**GIVEN REQUEST:**
Can you render the data from the line containing "of the woman's" through the end of the data, both included, as a Markdown table with the columns "Row" and "Line" and blank lines left out?

******************************

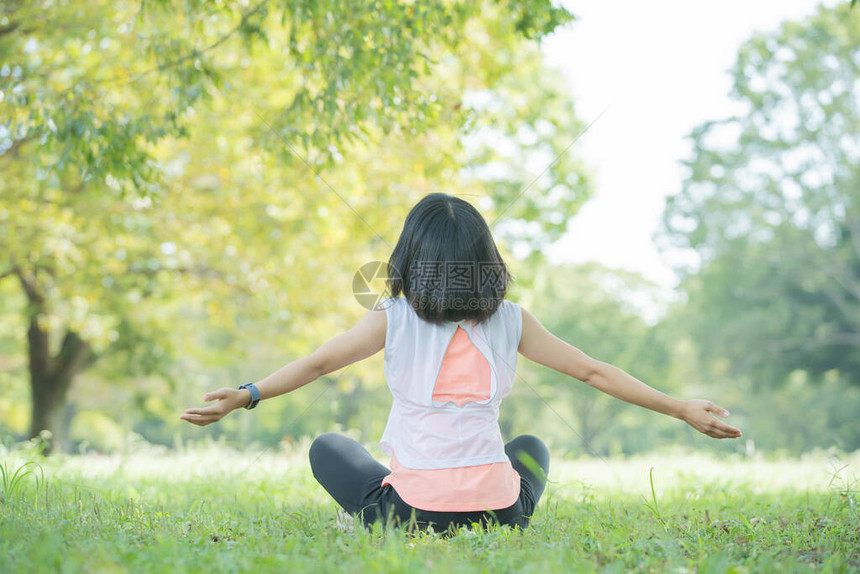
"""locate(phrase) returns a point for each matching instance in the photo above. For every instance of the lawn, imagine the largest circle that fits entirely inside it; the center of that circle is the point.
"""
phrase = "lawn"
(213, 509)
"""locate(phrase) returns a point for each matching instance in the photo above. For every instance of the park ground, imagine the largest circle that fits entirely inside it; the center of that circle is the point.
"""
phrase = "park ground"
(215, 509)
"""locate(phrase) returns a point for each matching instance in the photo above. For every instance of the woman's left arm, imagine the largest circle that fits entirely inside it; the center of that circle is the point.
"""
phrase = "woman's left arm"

******************************

**FULL ANSWER:**
| Row | Line |
|---|---|
| 1 | """locate(phrase) returns a point for each matching instance in the photo above. For every instance of the woman's left arm, imagine the largest circle that fits entirely inside it; the center of that circle is the point. |
| 2 | """ |
| 3 | phrase = "woman's left arm" |